TEXT SEGMENT
Data Analysis

Andrey Shestakov (avshestakov@hse.ru)


Feature Selection and Dimention Reduction. PCA.1

1. Some materials are taken from machine learning course of Victor Kitov

Feature Selection vs. Dimension Reduction

  • Feature selection is a process of selecting a subset of original features with minimum loss of information related to final task (classification, regression, etc.)
  • Dimension reduction is a result of some transformation of initial features to (possibly) lower dimension feature space

Why feature selection?

  • increase predictive accuracy of classifier
  • improve optimization stability by removing multicollinearity
  • increase computational efficiency
  • reduce cost of future data collection
  • make classifier more interpretable

Not always necessary step

  • some methods have implicit feature selection

Feature Selection Approaches

  • Unsupervised methods
    • don't use target feature
  • Filter methdos
    • use target feature
    • consider each feature independently
  • Wrapper methods
    • uses model quality
  • Embedded methdos
    • embedded inside model

"Unsupervised" methods

  • Determine feature importance regardless of target feature
  • Your ideas?

Filter methods

  • Features are considered independently of each other
  • Individual predictive power is measures

Basically

  • Order features with respect to feature importances $I(f)$: $$ I(f_{1})> I(f_{2})> \dots\ge I(f_{D}) $$
  • Select top $m$ $$ \hat{F}=\{f_{1},f_{2},...f_{m}\} $$
  • Simple to implement
  • Usually quite fast
  • When features are correlated, it will take many redundant features

Examples

  • Correlation
    • Which kind of relationship does correlation measure?

(Entries for pointing at labeled objects)
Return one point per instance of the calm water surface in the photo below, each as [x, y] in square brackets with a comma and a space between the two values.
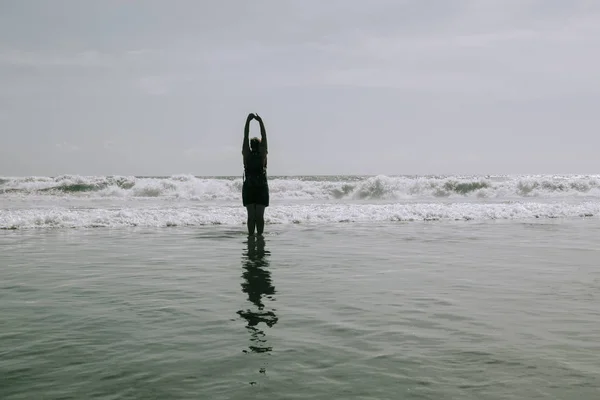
[423, 310]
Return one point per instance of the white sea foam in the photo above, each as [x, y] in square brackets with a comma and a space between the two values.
[288, 214]
[309, 188]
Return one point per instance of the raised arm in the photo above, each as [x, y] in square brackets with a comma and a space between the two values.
[263, 134]
[246, 143]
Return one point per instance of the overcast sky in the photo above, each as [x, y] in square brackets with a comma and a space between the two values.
[344, 86]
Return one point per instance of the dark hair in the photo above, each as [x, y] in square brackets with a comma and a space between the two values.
[254, 142]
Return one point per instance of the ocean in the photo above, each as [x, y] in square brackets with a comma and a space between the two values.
[363, 287]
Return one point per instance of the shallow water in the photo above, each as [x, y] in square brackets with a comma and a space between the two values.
[377, 310]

JOBS
A) Rewrite the feature selection text, everything from "Andrey Shestakov (avshestakov@hse.ru)" down to "(classification, regression, etc.)", substituting "data" for "information".
B) Retype the listing word for word, from the line containing "Return one point per instance of the ocean" down to the end of the listing.

EXERCISE ANSWERS
A)
Andrey Shestakov (avshestakov@hse.ru)


Feature Selection and Dimention Reduction. PCA.1

1. Some materials are taken from machine learning course of Victor Kitov

Feature Selection vs. Dimension Reduction

  • Feature selection is a process of selecting a subset of original features with minimum loss of data related to final task (classification, regression, etc.)

B)
Return one point per instance of the ocean in the photo above, each as [x, y] in square brackets with a comma and a space between the two values.
[363, 287]
Return one point per instance of the shallow water in the photo above, each as [x, y] in square brackets with a comma and a space between the two values.
[377, 310]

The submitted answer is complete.